→ TEXT SHOWN:
• • • • •

Leetcode: Valid Anagram

Given two strings s and t, write a function to determine if t is an anagram of s.

For example,
s = "anagram", t = "nagaram", return true.
s = "rat", t = "car", return false.

Note:
You may assume the string contains only lowercase alphabets.

Follow up:
What if the inputs contain unicode characters? How would you adapt your solution to such case?

还不知道Unicode 该怎么做

只有lowercase alphabets的做法无外乎sort, hashmap, array, bitmap之类的

 Better:

public class Solution {
    public boolean isAnagram(String s, String t) {
        int[] alphabet = new int[26];
        for (int i = 0; i < s.length(); i++) alphabet[s.charAt(i) - 'a']++;
        for (int i = 0; i < t.length(); i++) alphabet[t.charAt(i) - 'a']--;
        for (int i : alphabet) if (i != 0) return false;
        return true;
    }
}

 Unicode Follow up

In Java, a Unicode could be represented by a single char(BMP, Basic Multilingual Plane) or two chars (high surrogate). Bascially, we can use

 

• String.codePointAt(int index) method to get the integer representation of a Unicode (as the key in the hash table)
• and use Character.charCount(int code) to count how many the characters are used there (to correctly increase our index)

• • • • •

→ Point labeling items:
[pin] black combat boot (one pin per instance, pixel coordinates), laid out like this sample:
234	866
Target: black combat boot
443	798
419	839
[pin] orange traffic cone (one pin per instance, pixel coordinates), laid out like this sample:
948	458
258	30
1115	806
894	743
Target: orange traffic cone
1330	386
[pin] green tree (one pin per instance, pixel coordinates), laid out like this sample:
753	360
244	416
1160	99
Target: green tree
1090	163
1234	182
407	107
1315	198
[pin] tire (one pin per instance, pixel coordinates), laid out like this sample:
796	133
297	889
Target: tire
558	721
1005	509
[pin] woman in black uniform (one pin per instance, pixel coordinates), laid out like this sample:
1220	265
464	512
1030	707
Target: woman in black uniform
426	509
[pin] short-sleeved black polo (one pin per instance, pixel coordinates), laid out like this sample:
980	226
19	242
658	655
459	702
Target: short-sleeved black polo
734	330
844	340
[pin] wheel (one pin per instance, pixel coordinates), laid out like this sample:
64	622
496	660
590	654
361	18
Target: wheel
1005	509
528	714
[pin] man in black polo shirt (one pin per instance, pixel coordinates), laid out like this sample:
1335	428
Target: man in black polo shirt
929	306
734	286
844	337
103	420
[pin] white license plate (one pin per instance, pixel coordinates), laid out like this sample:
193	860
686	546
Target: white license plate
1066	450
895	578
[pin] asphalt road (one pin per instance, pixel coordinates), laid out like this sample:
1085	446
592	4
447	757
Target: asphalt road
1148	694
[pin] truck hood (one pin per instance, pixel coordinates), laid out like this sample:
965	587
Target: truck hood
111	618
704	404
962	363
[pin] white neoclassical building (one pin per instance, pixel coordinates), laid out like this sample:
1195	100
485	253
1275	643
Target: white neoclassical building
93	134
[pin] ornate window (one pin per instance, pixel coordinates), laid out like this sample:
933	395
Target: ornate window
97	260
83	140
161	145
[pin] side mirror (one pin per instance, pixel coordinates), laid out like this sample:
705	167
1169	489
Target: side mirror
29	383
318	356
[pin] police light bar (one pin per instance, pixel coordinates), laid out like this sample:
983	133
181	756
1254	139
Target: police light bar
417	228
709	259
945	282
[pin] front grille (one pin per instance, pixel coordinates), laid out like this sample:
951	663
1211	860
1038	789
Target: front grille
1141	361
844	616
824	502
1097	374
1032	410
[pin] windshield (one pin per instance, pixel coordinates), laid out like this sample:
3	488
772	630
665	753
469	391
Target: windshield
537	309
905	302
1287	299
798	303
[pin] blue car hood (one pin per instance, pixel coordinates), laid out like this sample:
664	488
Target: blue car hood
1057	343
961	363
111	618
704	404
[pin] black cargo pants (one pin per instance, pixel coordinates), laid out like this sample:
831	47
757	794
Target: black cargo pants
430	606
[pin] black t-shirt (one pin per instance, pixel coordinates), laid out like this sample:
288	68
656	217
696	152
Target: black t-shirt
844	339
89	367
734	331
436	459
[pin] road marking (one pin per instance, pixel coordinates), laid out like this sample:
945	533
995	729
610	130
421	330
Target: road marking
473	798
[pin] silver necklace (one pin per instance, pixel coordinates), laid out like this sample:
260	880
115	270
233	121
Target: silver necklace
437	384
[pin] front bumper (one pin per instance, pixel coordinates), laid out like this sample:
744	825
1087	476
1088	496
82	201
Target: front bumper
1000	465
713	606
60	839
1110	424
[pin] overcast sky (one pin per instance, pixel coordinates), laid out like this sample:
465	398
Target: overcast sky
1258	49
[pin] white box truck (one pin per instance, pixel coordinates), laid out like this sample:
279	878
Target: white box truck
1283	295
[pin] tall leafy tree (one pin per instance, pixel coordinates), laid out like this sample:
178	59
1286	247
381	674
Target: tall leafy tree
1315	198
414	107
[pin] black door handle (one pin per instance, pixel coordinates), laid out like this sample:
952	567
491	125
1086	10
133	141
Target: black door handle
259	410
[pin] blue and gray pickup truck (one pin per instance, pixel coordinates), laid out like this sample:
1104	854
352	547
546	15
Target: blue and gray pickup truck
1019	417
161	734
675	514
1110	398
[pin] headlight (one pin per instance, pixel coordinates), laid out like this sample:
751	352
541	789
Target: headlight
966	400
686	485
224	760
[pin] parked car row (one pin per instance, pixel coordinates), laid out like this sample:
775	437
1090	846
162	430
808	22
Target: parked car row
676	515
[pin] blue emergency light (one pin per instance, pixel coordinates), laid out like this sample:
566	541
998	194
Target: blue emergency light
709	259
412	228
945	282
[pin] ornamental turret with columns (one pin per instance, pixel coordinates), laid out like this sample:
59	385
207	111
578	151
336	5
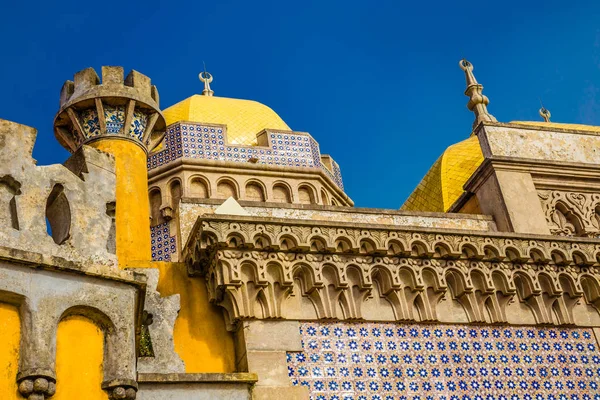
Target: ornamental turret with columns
120	116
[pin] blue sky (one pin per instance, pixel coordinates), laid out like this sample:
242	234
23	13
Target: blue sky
377	83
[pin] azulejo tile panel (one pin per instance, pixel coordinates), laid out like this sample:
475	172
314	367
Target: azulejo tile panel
208	142
384	361
163	244
115	118
89	123
138	125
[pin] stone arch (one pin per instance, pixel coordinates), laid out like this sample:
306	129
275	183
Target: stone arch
226	188
155	198
58	214
255	191
199	187
80	349
282	192
112	364
568	221
306	194
324	197
9	190
175	193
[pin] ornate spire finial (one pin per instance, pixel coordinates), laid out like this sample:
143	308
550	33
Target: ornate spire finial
477	101
544	112
207	79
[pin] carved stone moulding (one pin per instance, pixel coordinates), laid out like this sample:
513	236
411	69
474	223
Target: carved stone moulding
254	269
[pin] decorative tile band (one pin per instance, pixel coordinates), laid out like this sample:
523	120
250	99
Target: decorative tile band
115	119
163	244
384	361
208	142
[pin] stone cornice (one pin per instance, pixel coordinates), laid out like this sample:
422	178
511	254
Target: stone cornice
254	264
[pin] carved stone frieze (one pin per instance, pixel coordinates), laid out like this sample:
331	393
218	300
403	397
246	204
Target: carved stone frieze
571	213
255	269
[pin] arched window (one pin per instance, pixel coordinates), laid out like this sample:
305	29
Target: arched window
198	189
324	197
58	215
281	194
226	189
254	192
176	194
155	204
305	195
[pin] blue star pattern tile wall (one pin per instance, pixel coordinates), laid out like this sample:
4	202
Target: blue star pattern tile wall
385	361
208	142
163	244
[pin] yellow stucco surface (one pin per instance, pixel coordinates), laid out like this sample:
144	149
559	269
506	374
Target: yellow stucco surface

• • • • •

→ TASKS TO PERFORM:
**A.** Answer these questions from the Valid Anagram page:
(i) What should be returned for s = "rat", t = "car"?
(ii) What is the length of the int array created in the Better solution?
(iii) Which Java method gets the integer representation of a Unicode?
**B.** Retype the part of the Valid Anagram page that begins at the words "In Java, a Unicode" and ends after "increase our index)".
Answer using only the Valid Anagram page.

→ SOLUTIONS PER TASK:
**A.**
(i) false
(ii) 26
(iii) String.codePointAt(int index)

**B.**
In Java, a Unicode could be represented by a single char(BMP, Basic Multilingual Plane) or two chars (high surrogate). Bascially, we can use

 

• String.codePointAt(int index) method to get the integer representation of a Unicode (as the key in the hash table)
• and use Character.charCount(int code) to count how many the characters are used there (to correctly increase our index)